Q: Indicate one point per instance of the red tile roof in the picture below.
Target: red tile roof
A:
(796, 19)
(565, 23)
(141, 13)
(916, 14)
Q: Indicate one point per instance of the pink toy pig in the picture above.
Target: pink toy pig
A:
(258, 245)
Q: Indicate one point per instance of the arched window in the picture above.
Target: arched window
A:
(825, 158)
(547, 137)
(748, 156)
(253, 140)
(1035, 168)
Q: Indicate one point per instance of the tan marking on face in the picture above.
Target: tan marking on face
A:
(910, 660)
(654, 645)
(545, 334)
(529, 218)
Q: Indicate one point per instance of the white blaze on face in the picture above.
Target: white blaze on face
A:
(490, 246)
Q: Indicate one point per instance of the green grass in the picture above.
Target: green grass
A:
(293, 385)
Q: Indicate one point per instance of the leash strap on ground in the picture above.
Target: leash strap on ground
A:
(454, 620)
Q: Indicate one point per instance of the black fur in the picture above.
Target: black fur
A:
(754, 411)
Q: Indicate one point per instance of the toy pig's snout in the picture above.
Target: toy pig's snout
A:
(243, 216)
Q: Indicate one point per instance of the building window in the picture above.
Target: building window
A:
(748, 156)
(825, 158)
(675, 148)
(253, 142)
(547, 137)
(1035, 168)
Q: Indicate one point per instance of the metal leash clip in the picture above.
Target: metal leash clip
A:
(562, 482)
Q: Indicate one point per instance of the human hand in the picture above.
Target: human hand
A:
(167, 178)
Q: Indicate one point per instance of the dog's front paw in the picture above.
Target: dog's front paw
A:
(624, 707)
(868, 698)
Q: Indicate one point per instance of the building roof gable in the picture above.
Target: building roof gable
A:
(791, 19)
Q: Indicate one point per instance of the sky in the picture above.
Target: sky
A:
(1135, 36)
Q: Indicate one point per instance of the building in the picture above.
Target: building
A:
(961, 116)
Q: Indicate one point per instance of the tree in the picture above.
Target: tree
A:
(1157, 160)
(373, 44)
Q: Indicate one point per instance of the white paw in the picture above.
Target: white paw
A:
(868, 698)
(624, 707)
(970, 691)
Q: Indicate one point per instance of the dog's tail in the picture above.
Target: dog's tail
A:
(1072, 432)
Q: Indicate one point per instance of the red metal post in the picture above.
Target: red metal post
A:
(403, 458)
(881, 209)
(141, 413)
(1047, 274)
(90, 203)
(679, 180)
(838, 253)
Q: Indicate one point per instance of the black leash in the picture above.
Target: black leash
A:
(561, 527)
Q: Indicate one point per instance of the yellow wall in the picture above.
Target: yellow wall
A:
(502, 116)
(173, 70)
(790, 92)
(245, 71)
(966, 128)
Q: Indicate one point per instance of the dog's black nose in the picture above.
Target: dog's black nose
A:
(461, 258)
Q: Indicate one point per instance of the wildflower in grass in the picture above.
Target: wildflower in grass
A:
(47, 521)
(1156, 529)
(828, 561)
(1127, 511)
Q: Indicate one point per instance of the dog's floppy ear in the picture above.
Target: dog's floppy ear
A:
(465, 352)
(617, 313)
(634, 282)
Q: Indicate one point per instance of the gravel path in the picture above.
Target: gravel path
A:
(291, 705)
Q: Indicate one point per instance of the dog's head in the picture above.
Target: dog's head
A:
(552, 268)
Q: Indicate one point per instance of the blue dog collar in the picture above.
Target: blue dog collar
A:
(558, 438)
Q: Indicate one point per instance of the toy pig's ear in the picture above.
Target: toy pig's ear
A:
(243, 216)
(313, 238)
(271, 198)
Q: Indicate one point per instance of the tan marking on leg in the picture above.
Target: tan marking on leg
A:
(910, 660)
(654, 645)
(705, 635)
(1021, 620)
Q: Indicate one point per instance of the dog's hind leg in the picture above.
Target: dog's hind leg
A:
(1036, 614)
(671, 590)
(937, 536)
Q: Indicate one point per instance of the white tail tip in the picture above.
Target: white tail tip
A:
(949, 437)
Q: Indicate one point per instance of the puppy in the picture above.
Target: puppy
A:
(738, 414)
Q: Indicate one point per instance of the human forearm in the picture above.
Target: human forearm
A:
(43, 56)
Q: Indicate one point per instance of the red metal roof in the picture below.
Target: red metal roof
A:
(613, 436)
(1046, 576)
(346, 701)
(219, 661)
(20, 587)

==*==

__TO DO__.
Each record above should be reproduced in full, exactly as it stands.

__SOLUTION TO THE EXERCISE__.
Q: Indicate one point per instance of the red tile roof in the picture below.
Target: red tile roof
A:
(796, 19)
(565, 23)
(141, 13)
(916, 14)
Q: Indicate one point per instance of the pink toy pig in the picture above.
Target: pink toy pig
A:
(258, 245)
Q: Indicate one point per instance of the arched window in the picture above.
Target: arched window
A:
(825, 158)
(547, 137)
(748, 156)
(253, 140)
(1035, 168)
Q: Indicate one point per instance of the tan marking on face in the picture above.
Target: tan marking on face
A:
(910, 660)
(654, 645)
(545, 334)
(529, 218)
Q: Indicate one point per instance of the white blaze on face in the picture above.
Target: white blaze on face
A:
(490, 246)
Q: Indicate one point per instance of the green grass in the picture above.
Target: green grass
A:
(293, 385)
Q: Indicate one point per instance of the leash strap on ground in the picture above.
Target: leash strap on ground
A:
(454, 620)
Q: Indicate one point per instance of the black fur in the picture above.
Target: black fur
A:
(754, 411)
Q: Indicate one point per instance of the toy pig's snout in the picture above.
Target: toy pig's snout
A:
(243, 216)
Q: Indicate one point per instance of the building window in the picture above.
Target: building window
A:
(748, 156)
(825, 158)
(675, 148)
(253, 142)
(547, 137)
(1035, 168)
Q: Indicate one point per instance of the metal leash clip in the picture above.
Target: metal leash clip
A:
(562, 482)
Q: Indicate one point per instance of the human hand in the picture above.
Target: human hand
A:
(167, 178)
Q: Indicate one point per instance of the dog's front paw in the picture above.
Target: dog's front paw
A:
(624, 707)
(868, 698)
Q: Indicate one point per instance of the building roof gable in the picture above.
Target: building roof gable
A:
(791, 19)
Q: Indicate one point per instance of the sky in the picture above.
Target: sky
A:
(1135, 36)
Q: Indicate one point per instance of the building in the picture above.
Target: building
A:
(961, 116)
Q: Indicate one point per instance of the tree in the picture above.
Target: tree
A:
(1157, 160)
(373, 44)
Q: Indicate one point per instance of the white paw in the picture above.
Target: white paw
A:
(868, 698)
(624, 707)
(970, 691)
Q: Indicate one point per instance of the dog's tail in the picture above.
Target: dog's tail
A:
(1072, 432)
Q: Indicate one point per instance of the red metal post in the picture above.
Target: red metal post
A:
(403, 458)
(881, 209)
(141, 413)
(1047, 274)
(90, 203)
(679, 180)
(838, 253)
Q: Indicate one point per instance of the black leash in the picture above.
Target: black leash
A:
(561, 527)
Q: Indicate one point per instance of the yellow wall in the picture above.
Target: yellow wall
A:
(502, 116)
(173, 70)
(790, 92)
(245, 71)
(966, 128)
Q: Indicate one point per instance of the dog's black nose in the picture above.
Target: dog's black nose
A:
(461, 258)
Q: Indicate one point per instance of the wildflower in grass in the picture above.
Target: wildflower in grass
A:
(47, 521)
(1156, 529)
(828, 561)
(1127, 511)
Q: Indicate one point per instance of the dog's floppy ear in the picture above.
Target: dog's floppy ear
A:
(465, 352)
(617, 313)
(634, 282)
Q: Indicate one point per instance of the gravel path in the picture above.
Target: gravel path
A:
(291, 705)
Q: Indicate one point per instance of the dog's head in the picture above.
Target: dog's head
A:
(552, 268)
Q: Indicate one point per instance of the blue dog collar in the picture above.
Target: blue dog collar
A:
(558, 438)
Q: Indicate one point per instance of the toy pig's ear in the picture above.
Target: toy pig's ear
A:
(243, 216)
(313, 238)
(271, 198)
Q: Indicate one point per instance of the tan marking on leg in the picture above.
Target: tan marking on leg
A:
(910, 660)
(654, 645)
(705, 635)
(1021, 620)
Q: Indicate one point per instance of the dog's hind leg in the picture above.
Target: dog's hind leg
A:
(1036, 614)
(671, 590)
(937, 536)
Q: Indicate one point per instance of the white tail tip in the picture above.
Target: white tail tip
A:
(949, 437)
Q: Indicate one point per instance of the puppy in the picture above.
Target: puppy
A:
(738, 414)
Q: Indicate one point per instance of the human forearm in the picture above.
Target: human forearm
A:
(43, 56)
Q: Indicate one point per instance of the red metal roof in the picture below.
Target: red metal roof
A:
(613, 436)
(1046, 576)
(346, 701)
(219, 661)
(20, 587)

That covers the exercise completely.